Material for this task section start

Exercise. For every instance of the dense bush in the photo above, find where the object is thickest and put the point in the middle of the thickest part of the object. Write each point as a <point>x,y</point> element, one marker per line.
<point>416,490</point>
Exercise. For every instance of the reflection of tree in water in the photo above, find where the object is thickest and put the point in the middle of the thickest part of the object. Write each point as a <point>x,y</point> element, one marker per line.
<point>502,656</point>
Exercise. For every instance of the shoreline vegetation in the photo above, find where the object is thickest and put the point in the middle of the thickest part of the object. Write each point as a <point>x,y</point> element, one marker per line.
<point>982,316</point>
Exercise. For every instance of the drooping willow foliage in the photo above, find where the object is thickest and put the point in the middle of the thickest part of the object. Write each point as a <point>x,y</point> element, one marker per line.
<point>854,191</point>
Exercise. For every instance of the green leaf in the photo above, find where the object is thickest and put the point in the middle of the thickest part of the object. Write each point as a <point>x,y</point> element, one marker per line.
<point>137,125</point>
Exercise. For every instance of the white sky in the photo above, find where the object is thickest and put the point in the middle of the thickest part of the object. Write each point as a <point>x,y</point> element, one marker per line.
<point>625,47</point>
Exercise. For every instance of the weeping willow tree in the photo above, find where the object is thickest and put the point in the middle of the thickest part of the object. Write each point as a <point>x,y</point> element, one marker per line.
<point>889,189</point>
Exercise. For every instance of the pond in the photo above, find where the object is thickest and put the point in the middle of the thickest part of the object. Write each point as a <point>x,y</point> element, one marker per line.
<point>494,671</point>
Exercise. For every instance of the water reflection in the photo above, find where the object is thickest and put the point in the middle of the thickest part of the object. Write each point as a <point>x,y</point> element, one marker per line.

Material for this task section end

> **Your objective**
An unaltered transcription of all the data above is needed.

> **Answer**
Exercise. For every instance of the dense bush in the photo above, find where the object is thickest and put the point in the middle of the thickest part of the object. Write each point as a <point>x,y</point> element, one marker per line.
<point>416,490</point>
Exercise. For every instance of the reflection of tree in water in the photo above, find where the object is thickest and put the point in the middle of the thickest part of the object. Write each point as a <point>x,y</point> element, one marker per line.
<point>502,656</point>
Exercise. For every instance of the shoreline vegetation in the photo above, find where the object is thickest and put the point in the middle of the thickest part of the object. Write each point as a <point>x,y</point> element, one marker per line.
<point>982,316</point>
Exercise. For every instance of the drooping willow foliage in the photo above, find where the object is thickest and put the point in the middle of the thickest part of the object. Write each point as a <point>x,y</point> element, one marker per line.
<point>854,191</point>
Exercise. For every instance of the green leaf in the photo above, find where the object is thickest and put the point in the middle of the thickest part of the object. Write each point as a <point>x,y</point> element, one marker per line.
<point>137,125</point>
Exercise. For every instance of the white sky in the photo above, find where the object is thickest and put the point in the middle of the thickest part of the object. Write each point as a <point>x,y</point> element, one marker per line.
<point>625,47</point>
Exercise. For every instance of the weeping willow tree in the photo above, find where the object is thickest and put the point in the middle of the thickest part of the object. Write each point as a <point>x,y</point> element, one marker per line.
<point>889,189</point>
Exercise. For every instance of the pond in the photo above, find where the object is thickest and put the point in the middle of the thickest part of the object. Write each point as a <point>x,y</point> element, one marker per line.
<point>494,671</point>
Exercise. For every instance of the water reflection in the photo above, find where the object is thickest and put the point in the middle of the thickest part of the object. Write each point as a <point>x,y</point> element, one marker per line.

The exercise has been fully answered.